[BEGIN EXTRACTED DATA]
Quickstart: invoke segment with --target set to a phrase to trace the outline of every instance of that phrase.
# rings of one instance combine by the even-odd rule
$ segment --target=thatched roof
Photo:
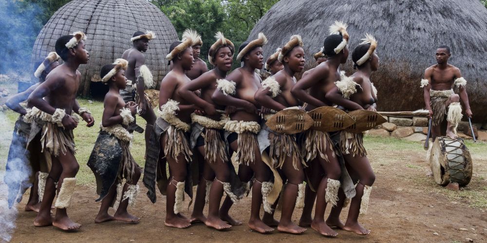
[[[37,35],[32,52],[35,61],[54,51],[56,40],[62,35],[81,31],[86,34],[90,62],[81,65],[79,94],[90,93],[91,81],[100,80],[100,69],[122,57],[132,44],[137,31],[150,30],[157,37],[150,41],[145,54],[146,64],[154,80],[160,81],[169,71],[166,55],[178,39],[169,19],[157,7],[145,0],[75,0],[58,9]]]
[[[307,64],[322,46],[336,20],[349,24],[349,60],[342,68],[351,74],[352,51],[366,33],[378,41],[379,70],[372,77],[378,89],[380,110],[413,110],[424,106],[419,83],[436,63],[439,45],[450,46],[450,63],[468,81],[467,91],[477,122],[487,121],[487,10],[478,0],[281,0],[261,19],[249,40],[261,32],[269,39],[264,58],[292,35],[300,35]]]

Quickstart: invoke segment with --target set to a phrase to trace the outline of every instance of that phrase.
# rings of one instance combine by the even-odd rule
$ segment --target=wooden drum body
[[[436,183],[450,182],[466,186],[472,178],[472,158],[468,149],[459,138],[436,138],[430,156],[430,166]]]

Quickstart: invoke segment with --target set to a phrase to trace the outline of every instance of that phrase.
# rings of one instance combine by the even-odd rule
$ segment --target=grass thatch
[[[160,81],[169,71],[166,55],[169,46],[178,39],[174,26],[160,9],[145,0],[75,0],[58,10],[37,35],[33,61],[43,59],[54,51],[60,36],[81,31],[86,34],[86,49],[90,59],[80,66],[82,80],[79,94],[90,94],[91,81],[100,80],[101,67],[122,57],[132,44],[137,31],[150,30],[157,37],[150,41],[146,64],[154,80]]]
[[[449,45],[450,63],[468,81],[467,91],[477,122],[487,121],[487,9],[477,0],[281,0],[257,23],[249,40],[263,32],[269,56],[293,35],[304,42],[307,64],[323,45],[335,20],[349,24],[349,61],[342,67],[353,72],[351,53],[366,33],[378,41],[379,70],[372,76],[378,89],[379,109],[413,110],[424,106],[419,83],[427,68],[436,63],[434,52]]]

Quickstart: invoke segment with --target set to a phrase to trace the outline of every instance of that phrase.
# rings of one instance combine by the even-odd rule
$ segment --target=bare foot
[END EXTRACTED DATA]
[BEGIN EXTRACTED DATA]
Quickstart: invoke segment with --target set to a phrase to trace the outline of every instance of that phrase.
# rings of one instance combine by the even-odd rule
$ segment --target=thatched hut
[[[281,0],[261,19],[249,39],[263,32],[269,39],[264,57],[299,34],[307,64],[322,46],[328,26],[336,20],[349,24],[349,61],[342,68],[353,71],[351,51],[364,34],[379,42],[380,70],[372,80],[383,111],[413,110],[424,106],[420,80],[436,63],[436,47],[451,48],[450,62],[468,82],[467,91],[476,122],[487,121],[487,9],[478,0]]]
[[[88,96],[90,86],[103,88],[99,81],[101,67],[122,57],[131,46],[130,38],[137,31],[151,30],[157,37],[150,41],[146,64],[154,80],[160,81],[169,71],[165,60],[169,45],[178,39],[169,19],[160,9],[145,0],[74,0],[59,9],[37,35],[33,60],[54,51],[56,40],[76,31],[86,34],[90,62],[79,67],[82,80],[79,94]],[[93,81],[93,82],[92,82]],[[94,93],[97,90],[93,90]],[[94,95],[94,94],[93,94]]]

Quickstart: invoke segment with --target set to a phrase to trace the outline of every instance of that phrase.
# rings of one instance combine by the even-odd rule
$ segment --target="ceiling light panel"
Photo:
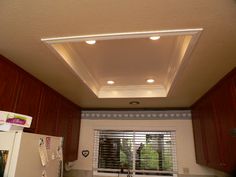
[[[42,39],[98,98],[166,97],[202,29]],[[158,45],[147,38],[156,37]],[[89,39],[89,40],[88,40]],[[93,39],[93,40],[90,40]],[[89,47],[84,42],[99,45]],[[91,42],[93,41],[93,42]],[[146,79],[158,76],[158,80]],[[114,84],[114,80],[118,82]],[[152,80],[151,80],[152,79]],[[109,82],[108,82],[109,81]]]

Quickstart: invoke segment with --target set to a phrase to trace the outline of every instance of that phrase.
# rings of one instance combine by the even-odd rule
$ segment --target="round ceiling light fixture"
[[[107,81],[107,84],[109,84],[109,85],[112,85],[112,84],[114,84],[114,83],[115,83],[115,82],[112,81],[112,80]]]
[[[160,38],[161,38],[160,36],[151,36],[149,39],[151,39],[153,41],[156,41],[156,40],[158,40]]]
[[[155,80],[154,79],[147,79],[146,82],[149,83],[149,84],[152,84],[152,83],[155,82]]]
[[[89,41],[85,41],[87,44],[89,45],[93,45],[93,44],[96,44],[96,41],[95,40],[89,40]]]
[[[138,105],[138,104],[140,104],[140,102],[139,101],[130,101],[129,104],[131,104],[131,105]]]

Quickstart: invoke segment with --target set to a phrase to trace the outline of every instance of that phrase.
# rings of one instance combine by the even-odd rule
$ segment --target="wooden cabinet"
[END EXTRACTED DATA]
[BEGIN EXTRACTED DATA]
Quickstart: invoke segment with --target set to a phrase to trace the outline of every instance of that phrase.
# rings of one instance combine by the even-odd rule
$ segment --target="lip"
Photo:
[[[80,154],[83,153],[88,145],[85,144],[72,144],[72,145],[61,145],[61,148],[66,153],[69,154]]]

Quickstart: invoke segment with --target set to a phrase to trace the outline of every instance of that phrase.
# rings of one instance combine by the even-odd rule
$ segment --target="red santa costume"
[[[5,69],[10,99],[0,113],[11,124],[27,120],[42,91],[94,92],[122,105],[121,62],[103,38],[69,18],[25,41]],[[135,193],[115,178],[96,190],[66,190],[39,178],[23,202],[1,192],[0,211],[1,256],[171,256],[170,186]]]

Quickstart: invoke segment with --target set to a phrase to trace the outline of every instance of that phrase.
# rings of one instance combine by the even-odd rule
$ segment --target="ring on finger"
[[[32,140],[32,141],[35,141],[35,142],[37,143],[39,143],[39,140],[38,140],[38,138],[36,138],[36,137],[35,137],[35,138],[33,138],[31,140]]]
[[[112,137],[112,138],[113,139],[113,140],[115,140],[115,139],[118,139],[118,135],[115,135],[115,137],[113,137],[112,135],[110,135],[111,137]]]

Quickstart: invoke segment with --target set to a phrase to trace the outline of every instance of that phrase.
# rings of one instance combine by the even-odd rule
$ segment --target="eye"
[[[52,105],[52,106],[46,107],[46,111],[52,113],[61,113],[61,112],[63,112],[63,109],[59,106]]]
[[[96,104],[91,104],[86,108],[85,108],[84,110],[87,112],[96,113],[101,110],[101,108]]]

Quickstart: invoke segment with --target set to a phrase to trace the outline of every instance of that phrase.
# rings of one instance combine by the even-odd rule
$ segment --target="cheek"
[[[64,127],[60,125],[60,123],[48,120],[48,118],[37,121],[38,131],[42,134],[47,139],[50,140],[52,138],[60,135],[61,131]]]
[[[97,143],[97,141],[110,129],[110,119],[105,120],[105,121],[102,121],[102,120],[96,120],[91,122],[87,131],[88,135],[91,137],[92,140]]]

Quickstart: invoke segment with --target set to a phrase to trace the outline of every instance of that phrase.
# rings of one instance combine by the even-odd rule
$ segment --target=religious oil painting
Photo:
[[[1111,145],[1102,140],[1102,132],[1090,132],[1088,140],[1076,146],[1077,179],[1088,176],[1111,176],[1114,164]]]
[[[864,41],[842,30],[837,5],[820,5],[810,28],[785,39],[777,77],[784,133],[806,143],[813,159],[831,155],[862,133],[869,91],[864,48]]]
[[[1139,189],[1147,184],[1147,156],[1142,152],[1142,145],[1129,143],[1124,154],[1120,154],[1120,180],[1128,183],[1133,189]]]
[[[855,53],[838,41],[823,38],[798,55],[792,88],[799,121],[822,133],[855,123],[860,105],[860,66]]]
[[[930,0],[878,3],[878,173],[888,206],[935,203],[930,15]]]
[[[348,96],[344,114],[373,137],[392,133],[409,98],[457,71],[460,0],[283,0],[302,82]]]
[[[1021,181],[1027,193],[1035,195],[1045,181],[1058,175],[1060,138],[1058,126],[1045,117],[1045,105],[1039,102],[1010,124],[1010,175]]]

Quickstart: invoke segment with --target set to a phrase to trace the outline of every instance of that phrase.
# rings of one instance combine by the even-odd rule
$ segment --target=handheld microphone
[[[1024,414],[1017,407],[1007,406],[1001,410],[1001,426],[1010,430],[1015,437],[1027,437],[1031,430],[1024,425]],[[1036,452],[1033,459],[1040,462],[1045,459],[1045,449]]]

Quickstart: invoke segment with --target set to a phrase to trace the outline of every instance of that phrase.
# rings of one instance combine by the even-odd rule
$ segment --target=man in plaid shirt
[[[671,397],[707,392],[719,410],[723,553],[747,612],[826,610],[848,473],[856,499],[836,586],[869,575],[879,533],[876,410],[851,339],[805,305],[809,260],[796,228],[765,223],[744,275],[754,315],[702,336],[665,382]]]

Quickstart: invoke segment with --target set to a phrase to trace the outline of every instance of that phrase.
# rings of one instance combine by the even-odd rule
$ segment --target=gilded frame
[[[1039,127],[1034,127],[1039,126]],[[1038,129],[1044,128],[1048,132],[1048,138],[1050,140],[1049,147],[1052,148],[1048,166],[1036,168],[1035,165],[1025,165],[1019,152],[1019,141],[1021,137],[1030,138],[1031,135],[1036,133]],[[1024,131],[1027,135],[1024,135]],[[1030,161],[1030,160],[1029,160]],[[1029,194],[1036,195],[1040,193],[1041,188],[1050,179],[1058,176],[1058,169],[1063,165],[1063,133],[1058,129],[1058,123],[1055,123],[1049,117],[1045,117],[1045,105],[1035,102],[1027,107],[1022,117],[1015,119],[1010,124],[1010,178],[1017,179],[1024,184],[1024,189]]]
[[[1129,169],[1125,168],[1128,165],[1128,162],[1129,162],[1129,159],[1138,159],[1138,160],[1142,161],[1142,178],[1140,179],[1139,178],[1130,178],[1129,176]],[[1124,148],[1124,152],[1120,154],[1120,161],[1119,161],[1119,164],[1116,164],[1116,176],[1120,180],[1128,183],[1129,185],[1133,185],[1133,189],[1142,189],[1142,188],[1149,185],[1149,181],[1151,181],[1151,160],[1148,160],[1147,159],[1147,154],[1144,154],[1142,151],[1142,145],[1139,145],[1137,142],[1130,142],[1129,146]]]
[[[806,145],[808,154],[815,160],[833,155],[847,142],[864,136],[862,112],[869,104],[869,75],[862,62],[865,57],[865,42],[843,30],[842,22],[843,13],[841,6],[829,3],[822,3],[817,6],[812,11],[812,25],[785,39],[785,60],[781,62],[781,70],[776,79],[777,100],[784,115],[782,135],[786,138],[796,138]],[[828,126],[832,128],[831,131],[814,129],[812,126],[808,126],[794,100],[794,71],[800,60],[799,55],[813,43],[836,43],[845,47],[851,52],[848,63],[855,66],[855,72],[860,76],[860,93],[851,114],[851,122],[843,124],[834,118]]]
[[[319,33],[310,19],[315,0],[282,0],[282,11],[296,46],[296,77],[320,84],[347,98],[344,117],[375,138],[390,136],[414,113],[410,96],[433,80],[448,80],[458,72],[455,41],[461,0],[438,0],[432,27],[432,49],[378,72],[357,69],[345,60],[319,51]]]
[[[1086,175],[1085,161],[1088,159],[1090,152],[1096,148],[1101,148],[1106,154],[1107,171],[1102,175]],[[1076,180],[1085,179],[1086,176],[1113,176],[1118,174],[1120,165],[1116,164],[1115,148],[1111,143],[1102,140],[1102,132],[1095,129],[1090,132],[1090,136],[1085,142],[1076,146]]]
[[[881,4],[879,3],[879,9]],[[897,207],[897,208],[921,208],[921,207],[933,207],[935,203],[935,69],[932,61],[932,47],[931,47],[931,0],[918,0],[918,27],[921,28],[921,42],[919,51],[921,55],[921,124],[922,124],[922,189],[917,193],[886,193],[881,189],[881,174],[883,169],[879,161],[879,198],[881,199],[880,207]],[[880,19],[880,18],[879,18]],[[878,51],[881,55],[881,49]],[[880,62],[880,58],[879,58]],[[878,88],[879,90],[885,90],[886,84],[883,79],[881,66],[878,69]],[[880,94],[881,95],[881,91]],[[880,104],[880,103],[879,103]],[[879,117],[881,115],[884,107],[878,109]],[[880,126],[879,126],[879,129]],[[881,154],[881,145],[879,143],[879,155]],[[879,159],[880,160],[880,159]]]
[END EXTRACTED DATA]
> _GOAL_:
Please show each line above that contains the string "thatched".

> _RESPONSE TO THIS TASK_:
$ segment --target=thatched roof
$ segment --target=thatched hut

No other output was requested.